Selected passage:
# # #

ZalSequence Insertion

Translated from BalkanOI 2018 Day2 T3 "Zalmoxis".

A ZalPunch is an operation on a sequence that, in one move, takes any positive integer x in the sequence and replaces it in‐place with two copies of x−1. For example:

• Correct: [1, 1] ⟶ [0, 0, 1] (the first 1 was punched).
• Correct: [1, 23, 3] ⟶ [1, 22, 22, 3] (the 23 was punched).
• Incorrect: [1, 3] ⟶ [2, 1, 2] (the first 2 is not in the punched position).

Starting from the sequence [30], applying any number (possibly zero) of ZalPunch operations produces what is called a ZalSequence (note that [30] is itself a ZalSequence).

You are given a sequence S with N numbers. By inserting exactly K additional numbers (at arbitrary positions, i.e. not by performing K ZalPunch operations) into S, transform it into a ZalSequence. It is guaranteed that a solution exists.

Note on the structure of a ZalSequence:

A sequence T is a ZalSequence if and only if by repeatedly performing the following merge operation on adjacent equal numbers you eventually obtain a single number 30. The merge operation is the reverse of the ZalPunch: if two consecutive numbers x appear, they can be merged into a single x+1, all while preserving order. For example, [1,1] merges to [2].

# # #

Parts of the exercise:
1. In the ZalSequence problem statement, what does a ZalPunch replace a positive integer x with?
2. Write the next part of the ZalSequence problem statement, picking up after its last sentence.

Recorded data:
# # #

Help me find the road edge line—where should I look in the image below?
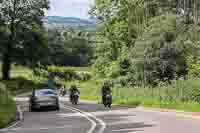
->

# # #

Solved tasks:
1. Two copies of x−1, in the same place in the sequence.

2.
inputFormat

The first line contains two integers N and K (1 ≤ N, K, and N+K is such that a solution exists).

The second line contains N integers S[1], S[2], …, S[N] — the given sequence.

outputFormat

Output the resulting ZalSequence (a sequence of N+K numbers) in one line separated by spaces. The output sequence must contain S as a subsequence (in the same order as in S) and must be a valid ZalSequence (i.e. it can be merged by repeatedly replacing two adjacent equal numbers x by x+1 until a single number remains, which must equal 30).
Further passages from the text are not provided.